[BEGIN Material to process]

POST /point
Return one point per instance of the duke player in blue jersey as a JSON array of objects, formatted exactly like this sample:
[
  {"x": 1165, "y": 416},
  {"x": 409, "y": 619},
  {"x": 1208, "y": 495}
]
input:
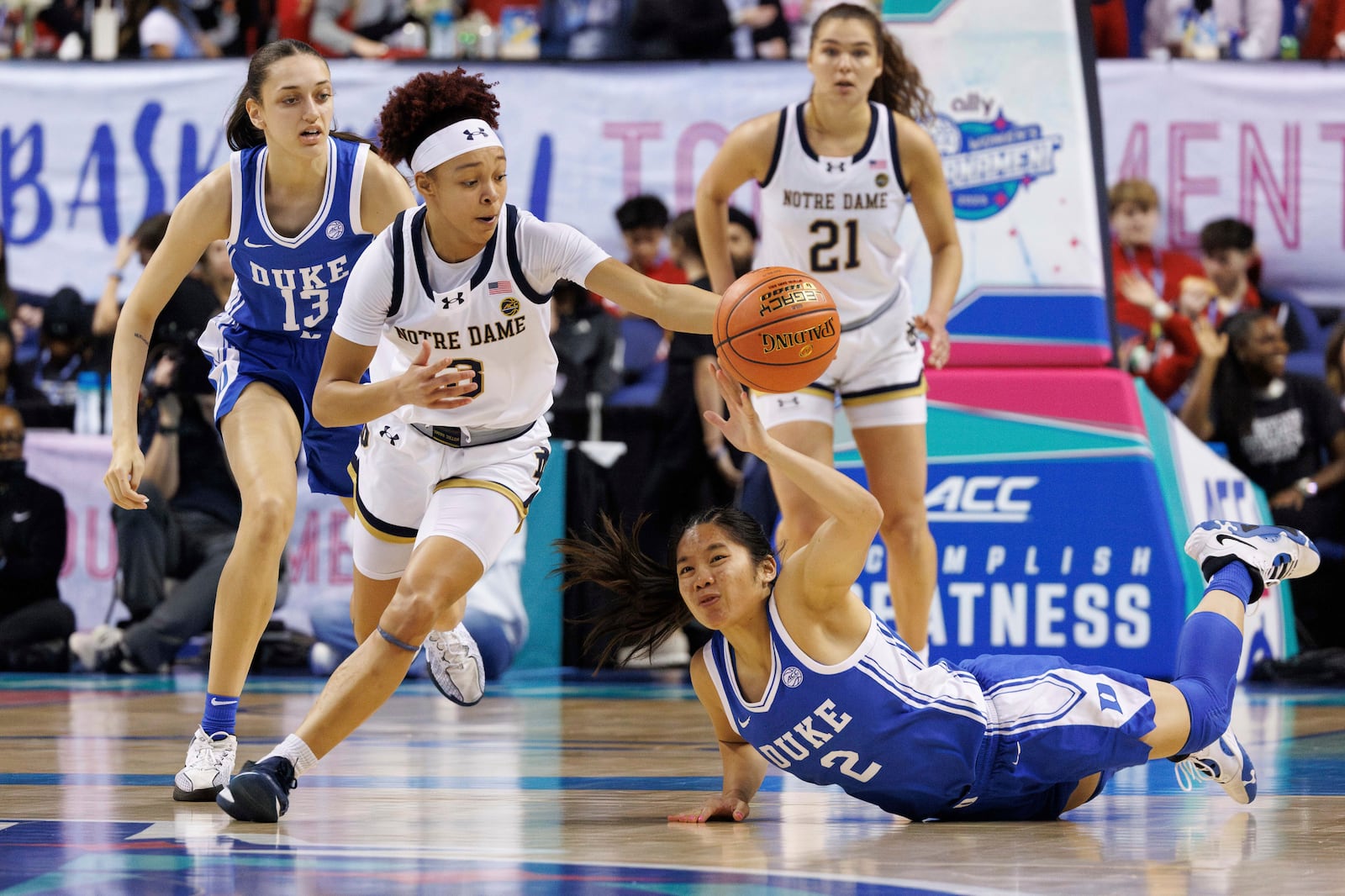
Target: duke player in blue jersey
[
  {"x": 298, "y": 203},
  {"x": 802, "y": 676},
  {"x": 837, "y": 174}
]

[END Material to process]

:: Task instructions ::
Render the material above as a Markdown table with the columns "No." and "Line", one numbered row per nonblank line. Omit the pictures.

:: Solution ::
| No. | Line |
|---|---|
| 1 | POST /point |
| 2 | Return one point per instance of the duke player in blue jersey as a JSON array of objects, formatted exactly like this sample: |
| 3 | [ |
| 4 |   {"x": 1165, "y": 416}, |
| 5 |   {"x": 409, "y": 619}, |
| 6 |   {"x": 1208, "y": 495} |
| 7 | ] |
| 8 | input: |
| 9 | Target: duke player in blue jersey |
| 10 | [ |
| 11 |   {"x": 298, "y": 203}, |
| 12 |   {"x": 802, "y": 676}, |
| 13 |   {"x": 837, "y": 174} |
| 14 | ] |